#### What is being asked:
Update the rows below by changing "even-odd" to "nonzero" everywhere it occurs, and leave everything else unchanged.

--- start Records shown ---

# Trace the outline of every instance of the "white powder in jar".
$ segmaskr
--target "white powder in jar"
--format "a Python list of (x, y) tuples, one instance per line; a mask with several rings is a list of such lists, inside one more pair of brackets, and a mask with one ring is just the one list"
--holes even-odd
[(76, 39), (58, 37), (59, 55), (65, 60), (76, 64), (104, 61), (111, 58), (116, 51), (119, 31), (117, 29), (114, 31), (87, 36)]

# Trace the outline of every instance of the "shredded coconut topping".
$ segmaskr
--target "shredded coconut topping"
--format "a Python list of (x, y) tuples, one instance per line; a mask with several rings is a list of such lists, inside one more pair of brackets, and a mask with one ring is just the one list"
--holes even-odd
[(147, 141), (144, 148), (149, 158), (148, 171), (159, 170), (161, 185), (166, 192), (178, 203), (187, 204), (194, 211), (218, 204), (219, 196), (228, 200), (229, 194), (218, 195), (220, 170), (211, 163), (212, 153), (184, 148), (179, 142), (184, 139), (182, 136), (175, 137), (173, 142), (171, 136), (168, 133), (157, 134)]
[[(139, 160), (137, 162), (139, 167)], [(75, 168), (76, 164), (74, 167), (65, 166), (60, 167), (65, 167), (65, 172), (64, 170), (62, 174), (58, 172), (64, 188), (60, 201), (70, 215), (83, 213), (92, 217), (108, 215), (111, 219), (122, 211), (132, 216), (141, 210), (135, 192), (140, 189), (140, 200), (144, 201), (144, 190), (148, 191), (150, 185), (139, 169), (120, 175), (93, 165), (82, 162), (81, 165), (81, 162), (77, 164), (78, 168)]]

--- end Records shown ---

#### Answer for this exercise:
# Trace the outline of every instance of the "white powder in jar".
$ segmaskr
--target "white powder in jar"
--format "a Python list of (x, y) tuples, one instance per line; a mask with several rings is a list of such lists, inside one more pair of brackets, and a mask with one ring is just the one list"
--holes nonzero
[(76, 39), (58, 37), (59, 55), (65, 60), (76, 64), (104, 61), (111, 58), (116, 51), (119, 31), (117, 29), (114, 31), (87, 36)]

# Trace the outline of every instance of the "shredded coconut topping".
$ segmaskr
--target "shredded coconut topping"
--format "a Python list of (x, y) tuples, one instance per line; a mask with several rings is a list of such lists, inside one more pair of brackets, and a mask with one ring is just the one list"
--holes nonzero
[(147, 141), (144, 148), (149, 158), (148, 171), (159, 170), (161, 185), (166, 192), (178, 203), (187, 204), (194, 211), (218, 204), (219, 196), (228, 200), (229, 194), (218, 195), (220, 170), (211, 163), (212, 153), (184, 148), (179, 142), (184, 139), (182, 136), (175, 137), (173, 142), (171, 136), (168, 133), (157, 134)]
[[(139, 160), (137, 162), (139, 167)], [(75, 168), (76, 164), (74, 167), (65, 166), (60, 167), (65, 167), (65, 172), (64, 170), (62, 174), (58, 172), (64, 188), (60, 201), (70, 215), (83, 213), (92, 217), (108, 215), (111, 219), (122, 211), (132, 216), (141, 210), (135, 192), (140, 189), (140, 200), (144, 201), (144, 190), (148, 191), (150, 185), (139, 169), (120, 175), (93, 165), (82, 162), (81, 165), (81, 162), (77, 164), (78, 168)]]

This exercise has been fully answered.